*PROVIDED PASSAGE*
........
A vessel owner owes a duty to provide a seaworthy vessel for his crewmen to work upon. The owner may not delegate the duty to provide a seaworthy vessel to another.
To be seaworthy, a vessel must be reasonable fit for its intended purpose. Its equipment and crew must be reasonably safe. A defective tool, equipment, or method of operation renders a vessel unseaworthy. The failure of a piece of vessel equipment under normal and usual use renders the vessel unseaworthy. The duty to provide a seaworthy vessel is absolute, and temporary conditions may render the vessel unseaworthy.
The duty to provide a seaworthy vessel includes the duty to provide a competent crew properly trained to navigate and operate the vessel. There must not only be adequate crew aboard to safely operate and navigate the vessel, the crew assigned to do a task must be competent to perform the task, and there must be an adequate number of crew assigned to do each assigned task. Assigning one man to do a two-man job renders a vessel unseaworthy.
A vessel owner should take a proactive approach to prevent their crewmen from being injured. The modern safety trend requires that a vessel owner perform a job hazard analysis of each task aboard a vessel to determine whether or not the task presents an unreasonable risk of harm to crewmen aboard the vessel. A crewman shouldn’t have to suffer a career ending injury before a piece of ship’s equipment is fixed or proper safety procedures are implemented.
........
Data excerpts:

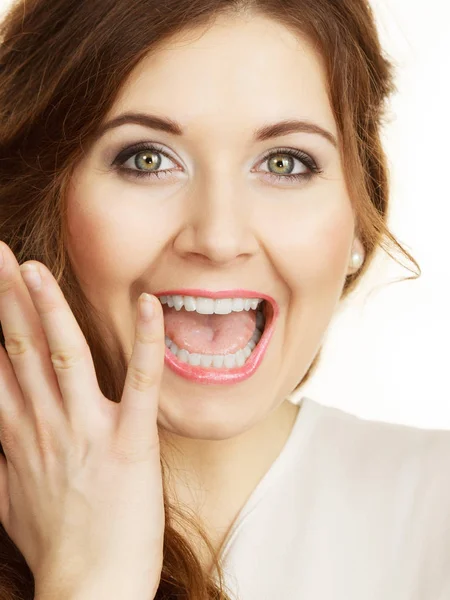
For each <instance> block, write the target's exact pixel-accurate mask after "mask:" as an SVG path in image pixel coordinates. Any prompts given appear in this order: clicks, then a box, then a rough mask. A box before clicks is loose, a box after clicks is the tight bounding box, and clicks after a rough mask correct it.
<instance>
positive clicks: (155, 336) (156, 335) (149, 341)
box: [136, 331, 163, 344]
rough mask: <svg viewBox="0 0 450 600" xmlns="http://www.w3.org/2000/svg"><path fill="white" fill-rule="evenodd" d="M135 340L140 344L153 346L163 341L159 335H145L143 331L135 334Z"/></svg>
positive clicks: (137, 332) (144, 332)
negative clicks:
........
*EXPLORE THE MATERIAL*
1 - According to the text on vessel seaworthiness, what does assigning one man to do a two-man job do to a vessel?
2 - Translate this sentence from the text on vessel seaworthiness into Spanish: "The owner may not delegate the duty to provide a seaworthy vessel to another."
The records are separate material unrelated to the text.

*ANSWERS TO THE EXERCISE*
1 - It renders the vessel unseaworthy.

2 - El propietario no puede delegar en otro el deber de proporcionar una embarcación en condiciones de navegabilidad.